• [TASK DESCRIPTION]
In the entries below, tally the lines that contain the string "with", then state that number alone.

Dataset records
++++++++++

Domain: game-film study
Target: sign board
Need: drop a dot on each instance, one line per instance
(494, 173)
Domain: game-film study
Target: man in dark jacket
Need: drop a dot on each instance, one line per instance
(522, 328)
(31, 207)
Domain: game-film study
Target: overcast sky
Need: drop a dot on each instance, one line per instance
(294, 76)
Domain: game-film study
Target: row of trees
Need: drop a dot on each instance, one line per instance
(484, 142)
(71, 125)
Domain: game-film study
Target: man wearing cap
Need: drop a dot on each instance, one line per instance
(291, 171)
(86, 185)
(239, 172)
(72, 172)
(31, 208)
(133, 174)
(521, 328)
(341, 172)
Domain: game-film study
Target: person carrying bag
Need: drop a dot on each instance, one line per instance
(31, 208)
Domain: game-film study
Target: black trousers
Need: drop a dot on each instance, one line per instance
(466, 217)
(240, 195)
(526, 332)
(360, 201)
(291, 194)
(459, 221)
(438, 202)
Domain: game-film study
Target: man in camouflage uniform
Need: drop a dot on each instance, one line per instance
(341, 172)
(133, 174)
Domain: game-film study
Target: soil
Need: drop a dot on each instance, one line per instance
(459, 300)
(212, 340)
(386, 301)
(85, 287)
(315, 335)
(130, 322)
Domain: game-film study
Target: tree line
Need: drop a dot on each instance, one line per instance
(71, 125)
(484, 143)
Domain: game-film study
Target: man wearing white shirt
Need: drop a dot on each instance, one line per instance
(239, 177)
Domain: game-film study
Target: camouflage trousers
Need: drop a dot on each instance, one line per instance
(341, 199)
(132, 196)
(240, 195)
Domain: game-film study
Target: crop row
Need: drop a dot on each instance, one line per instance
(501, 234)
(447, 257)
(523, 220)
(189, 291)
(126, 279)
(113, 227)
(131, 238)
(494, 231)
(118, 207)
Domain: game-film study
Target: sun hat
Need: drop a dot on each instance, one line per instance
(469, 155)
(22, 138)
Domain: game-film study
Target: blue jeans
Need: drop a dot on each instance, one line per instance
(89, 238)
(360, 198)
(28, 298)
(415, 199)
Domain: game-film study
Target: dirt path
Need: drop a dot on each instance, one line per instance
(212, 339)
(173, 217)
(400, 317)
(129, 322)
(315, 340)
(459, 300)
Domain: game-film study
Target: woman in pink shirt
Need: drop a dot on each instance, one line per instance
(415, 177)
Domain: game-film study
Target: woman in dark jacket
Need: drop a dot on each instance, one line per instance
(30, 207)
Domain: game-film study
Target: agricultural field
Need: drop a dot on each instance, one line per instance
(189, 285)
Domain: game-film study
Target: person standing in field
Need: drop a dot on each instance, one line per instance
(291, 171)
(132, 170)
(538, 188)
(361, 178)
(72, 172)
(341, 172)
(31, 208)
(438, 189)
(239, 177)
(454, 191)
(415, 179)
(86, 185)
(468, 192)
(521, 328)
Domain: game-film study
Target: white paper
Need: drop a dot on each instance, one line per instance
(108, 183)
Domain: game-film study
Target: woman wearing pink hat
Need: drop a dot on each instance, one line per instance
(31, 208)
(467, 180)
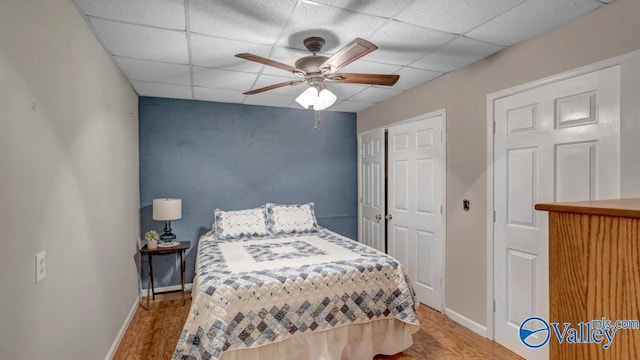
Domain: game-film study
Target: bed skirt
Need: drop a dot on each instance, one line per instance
(356, 341)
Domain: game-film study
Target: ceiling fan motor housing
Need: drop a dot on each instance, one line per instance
(311, 64)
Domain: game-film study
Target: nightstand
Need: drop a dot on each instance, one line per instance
(179, 250)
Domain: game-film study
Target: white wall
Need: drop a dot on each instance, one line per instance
(603, 34)
(68, 186)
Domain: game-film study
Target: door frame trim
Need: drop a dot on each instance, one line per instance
(491, 99)
(359, 164)
(440, 112)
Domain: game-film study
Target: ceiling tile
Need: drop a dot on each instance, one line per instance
(383, 8)
(350, 106)
(338, 27)
(162, 90)
(287, 56)
(269, 100)
(222, 79)
(344, 91)
(454, 16)
(401, 43)
(530, 19)
(154, 71)
(370, 67)
(374, 94)
(410, 78)
(456, 54)
(220, 53)
(166, 13)
(218, 95)
(142, 42)
(291, 91)
(255, 21)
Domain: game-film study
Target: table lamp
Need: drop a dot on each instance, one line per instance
(166, 210)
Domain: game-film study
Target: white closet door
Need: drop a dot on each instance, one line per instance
(372, 189)
(415, 199)
(558, 142)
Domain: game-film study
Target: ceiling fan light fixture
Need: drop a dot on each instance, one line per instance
(325, 99)
(308, 97)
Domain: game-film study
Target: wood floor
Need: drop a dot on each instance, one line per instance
(153, 335)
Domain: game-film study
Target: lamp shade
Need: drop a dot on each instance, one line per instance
(325, 99)
(308, 97)
(167, 209)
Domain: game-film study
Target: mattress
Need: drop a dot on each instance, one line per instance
(319, 293)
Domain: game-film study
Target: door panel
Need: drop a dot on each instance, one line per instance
(372, 189)
(415, 198)
(557, 142)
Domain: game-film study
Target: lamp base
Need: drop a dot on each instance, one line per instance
(167, 236)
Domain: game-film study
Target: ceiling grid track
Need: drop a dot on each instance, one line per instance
(187, 27)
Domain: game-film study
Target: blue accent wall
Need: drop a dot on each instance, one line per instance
(234, 156)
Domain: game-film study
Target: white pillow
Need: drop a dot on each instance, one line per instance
(240, 223)
(287, 219)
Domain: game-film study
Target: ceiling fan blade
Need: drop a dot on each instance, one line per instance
(372, 79)
(348, 54)
(274, 86)
(265, 61)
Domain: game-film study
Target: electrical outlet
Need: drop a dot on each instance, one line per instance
(41, 266)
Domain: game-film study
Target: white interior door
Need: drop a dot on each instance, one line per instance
(558, 142)
(372, 191)
(415, 203)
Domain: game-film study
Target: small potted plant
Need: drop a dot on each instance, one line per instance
(152, 239)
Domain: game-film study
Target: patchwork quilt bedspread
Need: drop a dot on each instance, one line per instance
(257, 291)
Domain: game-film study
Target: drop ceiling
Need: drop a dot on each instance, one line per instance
(185, 48)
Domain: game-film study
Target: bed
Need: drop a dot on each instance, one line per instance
(293, 290)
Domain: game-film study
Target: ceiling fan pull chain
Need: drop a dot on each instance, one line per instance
(316, 124)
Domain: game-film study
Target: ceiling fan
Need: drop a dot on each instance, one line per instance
(316, 69)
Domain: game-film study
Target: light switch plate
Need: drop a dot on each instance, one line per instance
(41, 266)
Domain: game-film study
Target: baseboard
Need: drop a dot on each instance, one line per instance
(466, 322)
(123, 330)
(158, 290)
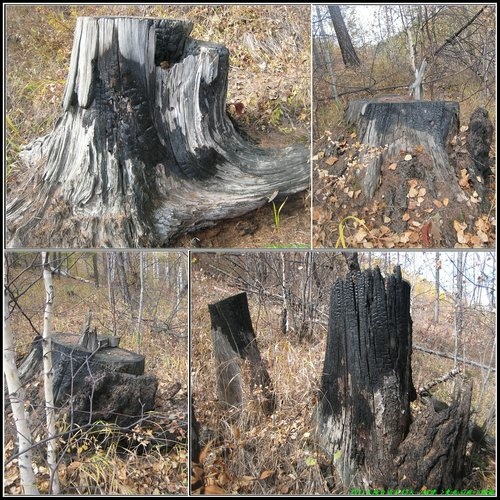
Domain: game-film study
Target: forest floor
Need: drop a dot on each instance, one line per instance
(268, 93)
(251, 453)
(412, 218)
(106, 460)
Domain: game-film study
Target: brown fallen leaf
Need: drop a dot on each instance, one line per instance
(459, 226)
(412, 192)
(213, 489)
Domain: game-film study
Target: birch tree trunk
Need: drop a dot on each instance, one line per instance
(144, 150)
(458, 306)
(141, 300)
(16, 397)
(48, 374)
(322, 48)
(110, 265)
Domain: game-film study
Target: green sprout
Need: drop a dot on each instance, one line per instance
(276, 209)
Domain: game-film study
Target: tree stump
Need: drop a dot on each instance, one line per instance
(364, 413)
(144, 150)
(234, 340)
(105, 384)
(363, 417)
(396, 125)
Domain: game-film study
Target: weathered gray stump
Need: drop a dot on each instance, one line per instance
(479, 138)
(144, 150)
(363, 416)
(234, 340)
(403, 125)
(103, 384)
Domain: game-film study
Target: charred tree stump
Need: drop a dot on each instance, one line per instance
(433, 453)
(234, 340)
(395, 124)
(144, 150)
(479, 138)
(364, 416)
(107, 383)
(364, 413)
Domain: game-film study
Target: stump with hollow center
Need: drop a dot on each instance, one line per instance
(364, 420)
(144, 150)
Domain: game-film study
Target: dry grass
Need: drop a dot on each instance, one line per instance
(92, 464)
(248, 453)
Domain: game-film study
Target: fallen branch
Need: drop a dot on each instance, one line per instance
(450, 356)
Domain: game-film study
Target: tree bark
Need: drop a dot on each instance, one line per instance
(144, 151)
(405, 125)
(349, 55)
(234, 340)
(364, 416)
(141, 301)
(322, 48)
(437, 288)
(17, 398)
(366, 387)
(49, 374)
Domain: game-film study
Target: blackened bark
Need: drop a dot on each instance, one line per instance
(364, 413)
(433, 454)
(104, 383)
(144, 151)
(349, 55)
(234, 340)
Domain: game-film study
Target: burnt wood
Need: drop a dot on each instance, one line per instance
(144, 150)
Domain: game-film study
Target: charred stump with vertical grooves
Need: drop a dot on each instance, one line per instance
(396, 124)
(144, 150)
(234, 340)
(363, 418)
(364, 413)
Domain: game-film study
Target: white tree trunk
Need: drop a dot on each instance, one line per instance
(458, 306)
(437, 288)
(16, 396)
(325, 52)
(48, 374)
(141, 300)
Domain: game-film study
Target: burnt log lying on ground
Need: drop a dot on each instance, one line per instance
(234, 340)
(391, 125)
(364, 415)
(107, 383)
(144, 151)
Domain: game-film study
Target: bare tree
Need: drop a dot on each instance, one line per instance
(436, 288)
(141, 300)
(321, 49)
(17, 397)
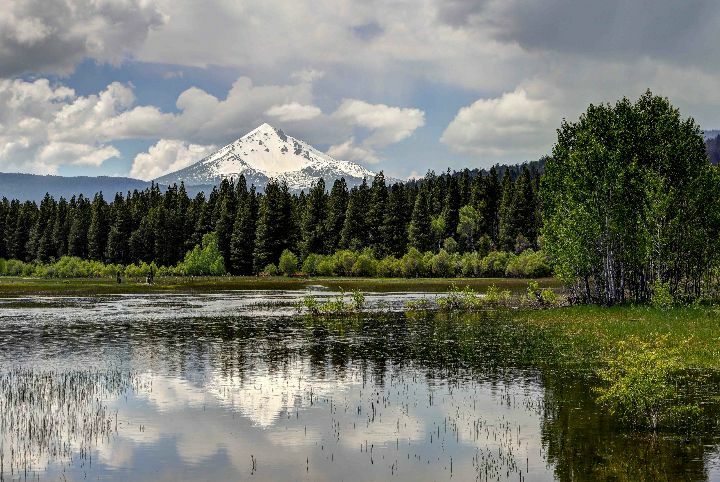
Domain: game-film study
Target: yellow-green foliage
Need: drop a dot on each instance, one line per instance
(638, 382)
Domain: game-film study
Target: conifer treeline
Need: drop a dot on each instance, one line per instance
(461, 211)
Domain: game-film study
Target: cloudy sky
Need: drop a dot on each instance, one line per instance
(144, 87)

++++++++++

• [RESPONSE]
2